### Qué se pide
(A) Enumera los elementos propios que, según el texto sobre la pérdida de peso, tenía el universo creado en internet por las adolescentes con trastorno de la conducta alimentaria.
(B) Según el texto sobre la pérdida de peso, ¿en qué curso estaba quien narra cuando llegó la preadolescencia?
(C) Retoma el texto sobre la pérdida de peso y continúalo a partir de su última oración.

### Texto fuente
Las narrativas del antes y después alrededor de la pérdida de peso —también comunes en medios de comunicación y productos culturales— refuerzan la idea de que ‘sí se puede’ y, con ello, la intolerancia a la gordura. No es sorprendente, pues, que quienes no somos naturalmente delgadas nos concentremos en el objetivo de adelgazar y empleemos importantes cantidades de tiempo, dinero y recursos psicológicos y físicos en ello (Harrison, 2019).
…..La llegada de la preadolescencia marcó otro hito importante en mi vida. Estaba en segundo de la ESO y, aun faltando dos años, ya me preocupaba por el vestido de graduación. Todas mis amigas eran guapas y delgadas y, por consiguiente, ya empezaban a coquetear con los chicos. Yo quería eso. Por lo que regresé al hábito de la dieta, esta vez sin prescripción médica. Empecé a buscar en internet métodos rápidos y efectivos para quitarme los muchos kilos que había cogido en el verano. Dietas milagrosas como la de la piña o de otras tantas frutas se convirtieron en mi búsqueda frecuente en el historial del ordenador. Después, ese historial engordó con otras webs sobre anorexia y bulimia, en las que, algunas adolescentes daban consejos de cómo provocar el vómito o cómo bajar kilos casi por arte de magia.
…..Son muchas las webs que defienden o, al menos, presentan la anorexia y la bulimia como decisiones personales justificadas y racionales. En aquella época, Internet se convirtió en el refugio de muchas adolescentes con trastorno de la conducta alimentaria, logrando así, crear un universo propio con sus propios símbolos, su propio imaginario, sus propios códigos y su propio lenguaje. Actualizaban el blog a diario en el que la mayor parte del contenido hacía referencias a sus experiencias y vivencias en torno al cuerpo, especialmente, sobre lo que comían o lo que dejaban de comer.

### Fragmento de datos
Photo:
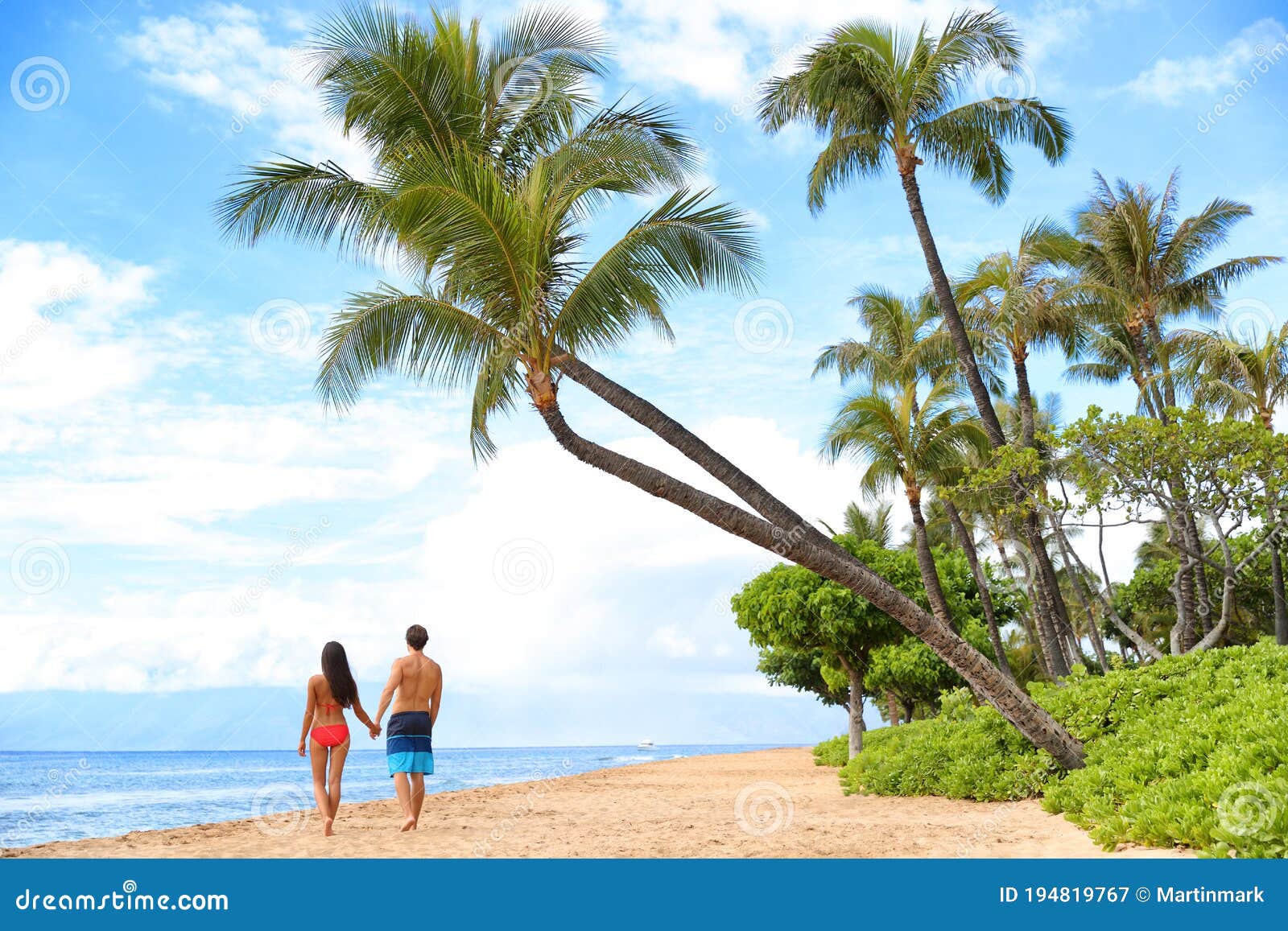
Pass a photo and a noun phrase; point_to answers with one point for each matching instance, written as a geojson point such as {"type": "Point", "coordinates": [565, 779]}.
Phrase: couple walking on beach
{"type": "Point", "coordinates": [415, 688]}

### Respuestas por tarea
(A) Símbolos, imaginario, códigos y lenguaje.

(B) En segundo de la ESO.

(C)
La apología de la anorexia y la bulimia no era ni es un delito. Sin embargo, en 2008, la Brigada de Investigación Tecnológica de la Policía elaboró un informe interno sobre el fenómeno pro-Ana y Mia en Internet. En él, se aseguraba que existe “un número indeterminado” de páginas de este estilo en español, abiertas y accesibles a todo el público. El estudio perfilaba al usuario medio: mujer en un 95%; de entre 14 y 21 años; el 60% se está iniciando y no ha llamado la atención de su entorno familiar y social; el 23% se encuentra ya en una fase de desarrollo del trastorno y reconoce haber despertado la preocupación de ese entorno; el 17% dice encontrarse bajo tratamiento médico y psicológico (El País, 2009).
…..Al mismo tiempo que me adentré en el universo de Ana y Mía, casi sin saberlo, naturalicé el hecho de fotografiar cada parte de mi cuerpo con el objetivo de hacer visible la cantidad de kilos o de centímetros perdidos. Llegué a leer en algún foro o artículo que «lo que no se mide, no se puede mejorar», incluso, añadían pautas y consejos para realizar la mejor fotografía: utiliza siempre la misma ropa, retira el pelo de la cara, usa un fondo neutro para no causar distracciones, coloca la cámara en un punto donde salga tu cuerpo de pies a cabeza, o, sin ir más lejos, no metas barriga. En otro de los artículos, imponían alguna de las pautas para sacar la mejor fotografía y las colocaban con la coletilla de «obligatorias».
…..Hay dos fotos obligatorias: una de vista frontal y otra de vista lateral. Estas fotos tienen que ser: con los pies juntos, manos al lado del cuerpo, postura relajada y natural, no haciendo una pose, con ropa interior, parte de arriba, un top o bikini y parte de abajo del bikini o pantalones cortos. En resumen, poca ropa o ropa ajustada que permita ver mejor los cambios.
…..Al principio, creí que este método ayudaría a reconciliarme con mi cuerpo, cada vez más delgado. Sin embargo, ocurrió el efecto contrario. Me obsesioné hasta tal punto de realizar una fotografía diaria, y, además, la báscula que usaba una vez al mes, pasó de ser aliada y amiga a mi archienemiga. Me pesaba más de dos veces al día, y, en algunas ocasiones, lo hacía después de comer. Parecía que mi mente quería insinuar que seguía engordando, que nunca alcanzaría el objetivo y que, sobre todo, no lo estaba haciendo ni rápido ni bien. Me exigía tanto y me culpaba todavía más que, en ese periodo de tiempo, viví temporadas en las que pasaba de no comer absolutamente nada, de hecho, me imponía dietas en las que solo existía una comida al día, a devorar cualquier alimento con alto contenido calórico que veía en la despensa y en la nevera. Y después del atracón ya sabía lo que tocaba: visita al baño y vómitos.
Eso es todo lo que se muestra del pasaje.